Data for this exercise START

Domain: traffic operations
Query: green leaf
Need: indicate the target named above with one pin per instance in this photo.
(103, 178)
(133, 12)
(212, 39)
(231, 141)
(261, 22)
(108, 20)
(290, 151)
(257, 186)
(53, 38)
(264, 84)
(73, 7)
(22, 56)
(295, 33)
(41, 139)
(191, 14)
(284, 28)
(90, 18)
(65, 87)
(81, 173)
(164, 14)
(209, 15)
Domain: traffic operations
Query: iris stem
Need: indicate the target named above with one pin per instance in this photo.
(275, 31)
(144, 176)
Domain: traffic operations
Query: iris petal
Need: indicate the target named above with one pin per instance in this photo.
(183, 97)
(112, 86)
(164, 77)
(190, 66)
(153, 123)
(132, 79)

Data for this exercise END

# About this task
Each line from the top of the records down to the one with "Query: iris stem" must be retyped exactly; include both ends and nothing else.

# Response to this task
Domain: traffic operations
Query: green leaf
Need: indicate the target named above with one pin per instance in this photo.
(103, 178)
(133, 12)
(212, 39)
(231, 141)
(261, 22)
(108, 20)
(290, 151)
(257, 186)
(53, 38)
(264, 84)
(73, 7)
(22, 56)
(295, 33)
(41, 139)
(191, 14)
(284, 28)
(90, 18)
(65, 87)
(81, 173)
(164, 14)
(209, 15)
Domain: traffic operations
Query: iris stem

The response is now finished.